##### Text block #####

Forget this! I just want to quit!
02.25.2015 posted by Chris Marchand
It was a Sunday night. The youth were complaining about the games and the fact that the message was too long. Student leaders were spending more time on the sidelines talking than engaging with other students. The adult leaders were disgruntled at the lack of supplies, support, and communication. One said they were “prayerfully” considering dropping out. Two parents, in two separate conversations mentioned that their students were unhappy with the group and they have to force them to come. I opened my email and there was a message about my “unacceptable sportswear” that I wore during Sunday’s sermon.
The critical remarks and influx of negative information just overpowered my system and my soul. I sat. I cried. I said, “God! Forget this! I just want to quit! I’m out!” I sat and saw what I thought was my Calling disintegrating before my eyes. I felt like a failure. I said to myself what I fool I must have been. Had I just made it all up in my mind? Was I just perpetuating a false calling into a ministry and vocation that I had no business being in? Was I even really cut out for this stuff anyway? So I just packed up my office. Handed a letter of resignation and grabbed the hand of God and said, “Lead me Father! I’m lost.”
Everyone has had a desire to quit at some point. You just read my last encounter with quitting. I wish I could stand on the platform of positivity and just shout affirming encouragements at you. We’ve all read the blog posts about How to Encourage your Leaders and 10 Steps on how to be a better encourager to your staff. The truth is that someone reading this really does need to quit right now and someone else reading it needs to continue hanging on a little bit longer. Why? Why would you encourage someone to quit and someone to keep hanging on? Here’s why.

##### Entries provided #####

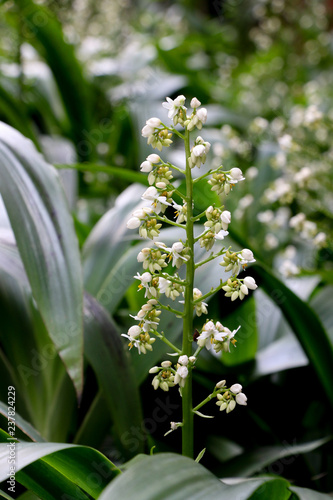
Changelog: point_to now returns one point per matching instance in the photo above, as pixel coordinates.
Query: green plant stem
(207, 173)
(170, 309)
(206, 400)
(211, 257)
(187, 429)
(212, 291)
(171, 278)
(168, 221)
(166, 341)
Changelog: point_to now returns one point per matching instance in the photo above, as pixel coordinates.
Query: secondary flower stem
(213, 290)
(187, 429)
(166, 341)
(170, 309)
(209, 398)
(211, 257)
(168, 221)
(206, 174)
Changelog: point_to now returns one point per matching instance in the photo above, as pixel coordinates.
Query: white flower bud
(133, 223)
(134, 331)
(155, 383)
(226, 216)
(146, 278)
(146, 166)
(153, 158)
(236, 388)
(195, 103)
(177, 247)
(183, 360)
(247, 254)
(154, 369)
(236, 174)
(231, 406)
(221, 384)
(153, 122)
(198, 150)
(202, 115)
(250, 283)
(241, 399)
(182, 371)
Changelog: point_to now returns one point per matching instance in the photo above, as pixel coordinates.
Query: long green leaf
(45, 236)
(105, 351)
(57, 467)
(254, 461)
(22, 424)
(305, 324)
(306, 494)
(174, 477)
(117, 172)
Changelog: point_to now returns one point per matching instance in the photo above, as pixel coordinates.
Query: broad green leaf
(44, 392)
(174, 477)
(22, 424)
(62, 468)
(251, 462)
(45, 236)
(15, 114)
(105, 352)
(305, 324)
(282, 354)
(95, 424)
(117, 172)
(322, 304)
(42, 29)
(307, 494)
(222, 448)
(108, 241)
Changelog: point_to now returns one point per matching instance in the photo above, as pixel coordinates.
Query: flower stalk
(156, 280)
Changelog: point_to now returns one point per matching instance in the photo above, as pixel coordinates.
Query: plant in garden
(156, 280)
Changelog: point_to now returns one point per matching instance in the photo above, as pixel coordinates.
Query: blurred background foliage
(79, 78)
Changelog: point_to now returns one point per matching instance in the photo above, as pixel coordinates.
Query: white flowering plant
(156, 281)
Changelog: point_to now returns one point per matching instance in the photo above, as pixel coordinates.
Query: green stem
(212, 291)
(209, 398)
(166, 341)
(170, 309)
(211, 257)
(187, 429)
(168, 221)
(171, 278)
(207, 173)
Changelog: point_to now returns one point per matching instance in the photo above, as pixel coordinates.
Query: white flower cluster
(166, 376)
(199, 152)
(223, 182)
(227, 401)
(216, 336)
(239, 288)
(235, 261)
(157, 135)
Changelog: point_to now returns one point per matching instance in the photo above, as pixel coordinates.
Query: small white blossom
(241, 399)
(181, 374)
(250, 283)
(183, 360)
(195, 103)
(236, 388)
(226, 219)
(159, 202)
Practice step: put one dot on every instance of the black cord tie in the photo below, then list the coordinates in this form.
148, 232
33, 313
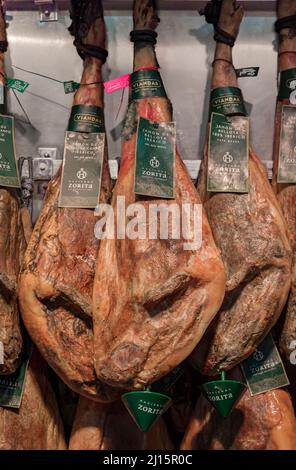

#####

Brief 1:
Please reproduce word for word the part of the post about wanting to quit starting at "02.25.2015 posted by" and ending at "during Sunday’s sermon.".
Brief 2:
Carry on writing the post about wanting to quit, beginning right after its final sentence.

Expected answer 1:
02.25.2015 posted by Chris Marchand
It was a Sunday night. The youth were complaining about the games and the fact that the message was too long. Student leaders were spending more time on the sidelines talking than engaging with other students. The adult leaders were disgruntled at the lack of supplies, support, and communication. One said they were “prayerfully” considering dropping out. Two parents, in two separate conversations mentioned that their students were unhappy with the group and they have to force them to come. I opened my email and there was a message about my “unacceptable sportswear” that I wore during Sunday’s sermon.

Expected answer 2:
To the person who needs to quit this truth isn’t shocking to you. You have seen the signs, smells, and symptoms of a painful ministry that just isn’t going anywhere. You’ve pulled out every magic trick in your bag. You’ve been to every ministry conference and your shelves are packed with books and resources. All of which have failed. You have stopped creating anything and your ministry is just plug-n-play. In reality you’ve stopped ministering to your students a long time ago and now you just need to be encouraged to let go and grab a hold of God’s hand and ask Him what to do next. And maybe that might be another ministry. Or perhaps, like me, the Father just wants you to hang out in His embrace for a while and remember what it was like to hear His beating heart for what He loves. Sometimes we need to be filled with the courage to know when to quit.
To the person who shouldn’t quit you’re reading this right now and your emotions are running a bit high. Use a long prayerful conversation to bring your reality back into the divine focus of the Father. You had a bad night. It was just one really infuriating email. They won’t always be on the elder board. You still have a lot of good work ahead of you and you have options, networks, and creativity that are still untapped. You’re not finished. You just need to get up off the mat. Dust your feet off. Wipe the blood and ask the Savior to stich up a wound. Grab His hand and say let’s do it again! You cannot quit. Your work isn’t finished and you know that the Lord has said it’s not time to leave. Keep moving forward and keep pressing on. You’re almost there.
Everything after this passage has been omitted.